---- EXCERPTED RECORDS

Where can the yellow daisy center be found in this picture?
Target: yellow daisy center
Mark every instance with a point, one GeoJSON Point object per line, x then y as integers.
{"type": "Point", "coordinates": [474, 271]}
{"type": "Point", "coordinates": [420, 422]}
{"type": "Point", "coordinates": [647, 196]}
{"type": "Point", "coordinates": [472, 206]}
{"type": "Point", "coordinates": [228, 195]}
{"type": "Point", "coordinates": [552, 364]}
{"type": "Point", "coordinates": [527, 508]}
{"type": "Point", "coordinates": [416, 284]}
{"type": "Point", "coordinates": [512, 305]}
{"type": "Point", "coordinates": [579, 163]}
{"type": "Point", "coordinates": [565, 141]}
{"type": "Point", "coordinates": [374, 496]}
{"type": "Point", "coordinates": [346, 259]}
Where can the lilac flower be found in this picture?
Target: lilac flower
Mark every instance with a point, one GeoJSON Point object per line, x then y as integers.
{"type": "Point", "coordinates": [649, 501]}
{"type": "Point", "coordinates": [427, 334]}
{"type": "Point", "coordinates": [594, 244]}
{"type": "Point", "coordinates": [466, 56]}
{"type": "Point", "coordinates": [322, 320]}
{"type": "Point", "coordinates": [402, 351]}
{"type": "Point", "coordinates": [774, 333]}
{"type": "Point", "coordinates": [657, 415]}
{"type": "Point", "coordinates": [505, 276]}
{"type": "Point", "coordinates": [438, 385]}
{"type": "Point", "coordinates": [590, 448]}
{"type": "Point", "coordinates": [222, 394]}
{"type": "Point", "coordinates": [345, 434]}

--------

GOAL OF THE EXERCISE: Rewrite all of the items above with "Target" changed to "Object" wherever it occurs, keeping every other line as it is.

WRITTEN RESPONSE:
Where can the yellow daisy center be found in this picture?
Object: yellow daisy center
Mark every instance with a point, one GeoJSON Point object per line, x then y as integers.
{"type": "Point", "coordinates": [474, 271]}
{"type": "Point", "coordinates": [420, 422]}
{"type": "Point", "coordinates": [647, 196]}
{"type": "Point", "coordinates": [472, 206]}
{"type": "Point", "coordinates": [228, 195]}
{"type": "Point", "coordinates": [552, 364]}
{"type": "Point", "coordinates": [527, 508]}
{"type": "Point", "coordinates": [416, 284]}
{"type": "Point", "coordinates": [512, 305]}
{"type": "Point", "coordinates": [579, 163]}
{"type": "Point", "coordinates": [565, 141]}
{"type": "Point", "coordinates": [374, 496]}
{"type": "Point", "coordinates": [346, 259]}
Where can the lilac flower be found in this picture?
Object: lilac flower
Mark every instance with a point, one GeoJSON Point object per line, x then y as integers.
{"type": "Point", "coordinates": [649, 501]}
{"type": "Point", "coordinates": [427, 334]}
{"type": "Point", "coordinates": [594, 244]}
{"type": "Point", "coordinates": [466, 56]}
{"type": "Point", "coordinates": [322, 320]}
{"type": "Point", "coordinates": [402, 351]}
{"type": "Point", "coordinates": [774, 333]}
{"type": "Point", "coordinates": [657, 415]}
{"type": "Point", "coordinates": [505, 276]}
{"type": "Point", "coordinates": [438, 385]}
{"type": "Point", "coordinates": [590, 448]}
{"type": "Point", "coordinates": [222, 394]}
{"type": "Point", "coordinates": [345, 434]}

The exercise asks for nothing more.